* Instructions to follow
Display each line of the material below that contains the word "skyscraper", copied in full. Case counts, so only an exact match in uppercase and lowercase qualifies.

# # #

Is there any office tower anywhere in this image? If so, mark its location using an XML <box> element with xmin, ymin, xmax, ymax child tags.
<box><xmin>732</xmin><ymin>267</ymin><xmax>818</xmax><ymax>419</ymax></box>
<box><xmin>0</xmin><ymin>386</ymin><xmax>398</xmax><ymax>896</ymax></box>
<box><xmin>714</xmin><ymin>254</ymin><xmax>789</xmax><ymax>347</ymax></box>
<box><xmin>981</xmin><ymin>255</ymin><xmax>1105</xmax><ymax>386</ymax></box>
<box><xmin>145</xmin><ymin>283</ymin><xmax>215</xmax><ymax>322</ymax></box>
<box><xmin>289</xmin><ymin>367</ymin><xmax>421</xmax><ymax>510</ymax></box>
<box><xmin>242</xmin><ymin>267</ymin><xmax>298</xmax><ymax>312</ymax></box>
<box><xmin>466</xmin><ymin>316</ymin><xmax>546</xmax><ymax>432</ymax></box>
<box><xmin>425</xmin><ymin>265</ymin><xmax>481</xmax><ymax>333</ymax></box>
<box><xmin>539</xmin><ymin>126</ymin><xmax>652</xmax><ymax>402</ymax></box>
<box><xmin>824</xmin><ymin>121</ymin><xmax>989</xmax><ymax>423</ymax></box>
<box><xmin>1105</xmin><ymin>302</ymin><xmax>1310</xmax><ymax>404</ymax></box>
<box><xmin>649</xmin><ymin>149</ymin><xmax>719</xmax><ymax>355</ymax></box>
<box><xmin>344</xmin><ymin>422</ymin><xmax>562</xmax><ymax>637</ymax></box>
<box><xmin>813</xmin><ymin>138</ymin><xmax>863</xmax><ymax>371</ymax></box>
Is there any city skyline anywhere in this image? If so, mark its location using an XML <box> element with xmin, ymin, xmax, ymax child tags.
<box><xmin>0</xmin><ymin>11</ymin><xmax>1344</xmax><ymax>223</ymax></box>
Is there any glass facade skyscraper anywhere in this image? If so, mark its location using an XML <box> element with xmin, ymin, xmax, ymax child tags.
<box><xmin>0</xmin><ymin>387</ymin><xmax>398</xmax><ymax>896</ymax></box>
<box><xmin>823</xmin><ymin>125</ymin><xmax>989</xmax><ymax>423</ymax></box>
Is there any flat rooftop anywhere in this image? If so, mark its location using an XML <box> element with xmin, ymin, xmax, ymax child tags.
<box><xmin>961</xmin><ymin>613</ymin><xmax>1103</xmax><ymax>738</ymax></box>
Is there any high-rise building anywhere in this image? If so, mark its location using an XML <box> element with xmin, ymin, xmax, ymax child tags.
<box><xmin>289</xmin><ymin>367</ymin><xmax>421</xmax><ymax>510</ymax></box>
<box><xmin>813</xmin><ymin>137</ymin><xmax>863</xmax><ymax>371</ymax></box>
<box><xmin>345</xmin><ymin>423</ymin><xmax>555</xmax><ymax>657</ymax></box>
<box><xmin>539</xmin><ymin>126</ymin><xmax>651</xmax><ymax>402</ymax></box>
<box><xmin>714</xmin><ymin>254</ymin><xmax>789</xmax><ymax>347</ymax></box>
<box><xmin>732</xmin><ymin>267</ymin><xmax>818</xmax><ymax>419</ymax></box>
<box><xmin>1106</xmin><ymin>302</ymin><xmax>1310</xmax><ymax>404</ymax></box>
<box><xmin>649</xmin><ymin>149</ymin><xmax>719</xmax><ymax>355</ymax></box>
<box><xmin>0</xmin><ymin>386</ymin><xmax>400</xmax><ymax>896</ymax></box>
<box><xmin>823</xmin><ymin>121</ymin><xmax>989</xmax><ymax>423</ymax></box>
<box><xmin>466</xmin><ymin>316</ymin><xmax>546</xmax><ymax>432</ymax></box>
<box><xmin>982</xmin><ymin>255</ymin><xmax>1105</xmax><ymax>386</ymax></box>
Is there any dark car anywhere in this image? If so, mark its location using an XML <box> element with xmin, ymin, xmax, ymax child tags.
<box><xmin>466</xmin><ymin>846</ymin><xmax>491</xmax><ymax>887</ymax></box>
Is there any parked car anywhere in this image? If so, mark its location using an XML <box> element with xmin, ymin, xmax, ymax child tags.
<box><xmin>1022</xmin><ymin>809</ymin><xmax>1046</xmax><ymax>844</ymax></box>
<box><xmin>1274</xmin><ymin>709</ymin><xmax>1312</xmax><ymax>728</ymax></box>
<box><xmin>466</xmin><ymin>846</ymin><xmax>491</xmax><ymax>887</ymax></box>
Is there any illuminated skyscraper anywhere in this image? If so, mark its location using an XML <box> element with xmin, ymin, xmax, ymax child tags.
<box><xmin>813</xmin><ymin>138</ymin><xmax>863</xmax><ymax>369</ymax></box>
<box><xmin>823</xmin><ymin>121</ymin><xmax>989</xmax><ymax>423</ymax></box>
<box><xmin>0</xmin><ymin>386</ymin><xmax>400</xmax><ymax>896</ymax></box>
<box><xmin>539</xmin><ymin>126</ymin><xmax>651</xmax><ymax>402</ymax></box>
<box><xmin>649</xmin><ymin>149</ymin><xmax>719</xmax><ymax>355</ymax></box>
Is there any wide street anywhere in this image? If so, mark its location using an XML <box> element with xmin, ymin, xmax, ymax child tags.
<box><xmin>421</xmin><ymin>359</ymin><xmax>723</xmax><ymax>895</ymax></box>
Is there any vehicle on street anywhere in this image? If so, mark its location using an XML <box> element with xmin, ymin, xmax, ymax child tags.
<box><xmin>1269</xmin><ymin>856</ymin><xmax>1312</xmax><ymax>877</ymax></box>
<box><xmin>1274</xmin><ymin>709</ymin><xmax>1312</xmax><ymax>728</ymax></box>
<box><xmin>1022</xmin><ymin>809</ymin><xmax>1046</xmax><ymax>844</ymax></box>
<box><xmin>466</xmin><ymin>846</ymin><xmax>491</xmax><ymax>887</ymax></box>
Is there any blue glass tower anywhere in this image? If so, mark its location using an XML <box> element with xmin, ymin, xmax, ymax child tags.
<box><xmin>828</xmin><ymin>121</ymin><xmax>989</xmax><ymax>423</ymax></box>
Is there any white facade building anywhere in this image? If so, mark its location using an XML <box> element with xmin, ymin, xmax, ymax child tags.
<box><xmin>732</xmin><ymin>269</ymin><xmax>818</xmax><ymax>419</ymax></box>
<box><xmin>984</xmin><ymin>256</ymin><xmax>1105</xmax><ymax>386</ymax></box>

# # #

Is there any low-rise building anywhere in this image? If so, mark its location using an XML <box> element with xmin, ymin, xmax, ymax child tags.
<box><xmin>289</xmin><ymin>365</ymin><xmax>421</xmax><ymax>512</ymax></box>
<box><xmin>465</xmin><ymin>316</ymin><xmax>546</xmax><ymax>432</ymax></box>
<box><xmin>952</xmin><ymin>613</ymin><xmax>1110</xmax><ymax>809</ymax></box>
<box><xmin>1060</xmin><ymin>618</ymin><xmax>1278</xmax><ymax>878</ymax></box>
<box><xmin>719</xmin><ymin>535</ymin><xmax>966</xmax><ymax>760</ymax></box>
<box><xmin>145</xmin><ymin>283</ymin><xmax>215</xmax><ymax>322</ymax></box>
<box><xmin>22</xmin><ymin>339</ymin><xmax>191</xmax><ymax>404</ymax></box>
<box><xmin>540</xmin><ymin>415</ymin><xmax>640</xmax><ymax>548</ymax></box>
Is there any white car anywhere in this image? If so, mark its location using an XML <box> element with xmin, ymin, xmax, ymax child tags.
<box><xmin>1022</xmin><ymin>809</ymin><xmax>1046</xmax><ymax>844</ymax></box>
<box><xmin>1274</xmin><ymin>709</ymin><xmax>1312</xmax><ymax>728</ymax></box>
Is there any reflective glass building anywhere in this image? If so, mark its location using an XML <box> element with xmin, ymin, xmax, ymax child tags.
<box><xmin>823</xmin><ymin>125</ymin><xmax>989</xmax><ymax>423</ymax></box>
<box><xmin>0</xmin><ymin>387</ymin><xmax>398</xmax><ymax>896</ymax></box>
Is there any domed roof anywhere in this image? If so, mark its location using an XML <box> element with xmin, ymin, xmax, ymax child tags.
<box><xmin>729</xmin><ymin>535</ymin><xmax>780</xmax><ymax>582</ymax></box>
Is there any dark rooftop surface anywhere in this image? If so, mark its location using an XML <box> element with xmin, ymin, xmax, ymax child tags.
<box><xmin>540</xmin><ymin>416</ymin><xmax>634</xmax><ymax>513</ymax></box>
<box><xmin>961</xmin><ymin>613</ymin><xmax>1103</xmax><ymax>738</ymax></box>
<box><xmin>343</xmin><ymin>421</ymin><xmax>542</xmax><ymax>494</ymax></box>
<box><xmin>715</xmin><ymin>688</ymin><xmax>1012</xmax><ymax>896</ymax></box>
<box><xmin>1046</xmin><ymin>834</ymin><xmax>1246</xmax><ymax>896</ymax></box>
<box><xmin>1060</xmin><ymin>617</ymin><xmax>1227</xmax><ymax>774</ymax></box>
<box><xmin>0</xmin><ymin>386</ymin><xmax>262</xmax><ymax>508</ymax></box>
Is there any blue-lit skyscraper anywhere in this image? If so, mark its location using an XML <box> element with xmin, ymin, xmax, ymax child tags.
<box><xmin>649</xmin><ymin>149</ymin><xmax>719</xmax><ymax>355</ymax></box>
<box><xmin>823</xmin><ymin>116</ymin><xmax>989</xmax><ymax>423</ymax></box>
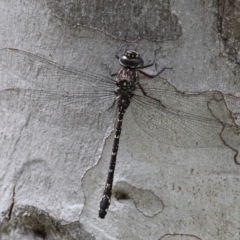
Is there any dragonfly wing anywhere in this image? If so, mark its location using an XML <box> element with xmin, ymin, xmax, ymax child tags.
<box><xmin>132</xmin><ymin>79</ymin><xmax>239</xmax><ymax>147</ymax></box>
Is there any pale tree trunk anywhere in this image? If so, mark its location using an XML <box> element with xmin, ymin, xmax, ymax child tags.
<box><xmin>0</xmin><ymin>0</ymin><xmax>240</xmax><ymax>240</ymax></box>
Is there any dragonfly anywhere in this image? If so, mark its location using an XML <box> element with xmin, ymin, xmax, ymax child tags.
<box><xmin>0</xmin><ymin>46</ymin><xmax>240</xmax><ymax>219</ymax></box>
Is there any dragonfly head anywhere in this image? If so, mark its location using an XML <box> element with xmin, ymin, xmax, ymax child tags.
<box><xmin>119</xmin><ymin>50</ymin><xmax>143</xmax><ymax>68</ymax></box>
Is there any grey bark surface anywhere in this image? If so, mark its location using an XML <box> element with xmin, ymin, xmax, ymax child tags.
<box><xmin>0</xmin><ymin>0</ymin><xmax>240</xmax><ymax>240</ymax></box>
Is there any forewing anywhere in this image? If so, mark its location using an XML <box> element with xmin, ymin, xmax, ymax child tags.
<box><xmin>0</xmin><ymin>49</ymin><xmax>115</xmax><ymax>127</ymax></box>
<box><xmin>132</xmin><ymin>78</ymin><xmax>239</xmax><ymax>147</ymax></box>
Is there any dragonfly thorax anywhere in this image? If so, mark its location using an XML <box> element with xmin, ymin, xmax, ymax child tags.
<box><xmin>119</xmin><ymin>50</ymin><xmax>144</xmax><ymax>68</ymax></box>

# # #

* The completed task
Is there any glass facade skyscraper anywhere in this image? If so, mark its location using an XML <box> element with xmin, ymin, xmax, ymax child tags.
Is there any illuminated skyscraper anywhere in this image? If so, mark its location using an XML <box> element with xmin, ymin, xmax, ymax child tags.
Is there any blue-lit skyscraper anywhere in this image? If so, mark its location using an XML <box> element with xmin, ymin, xmax, ymax child tags.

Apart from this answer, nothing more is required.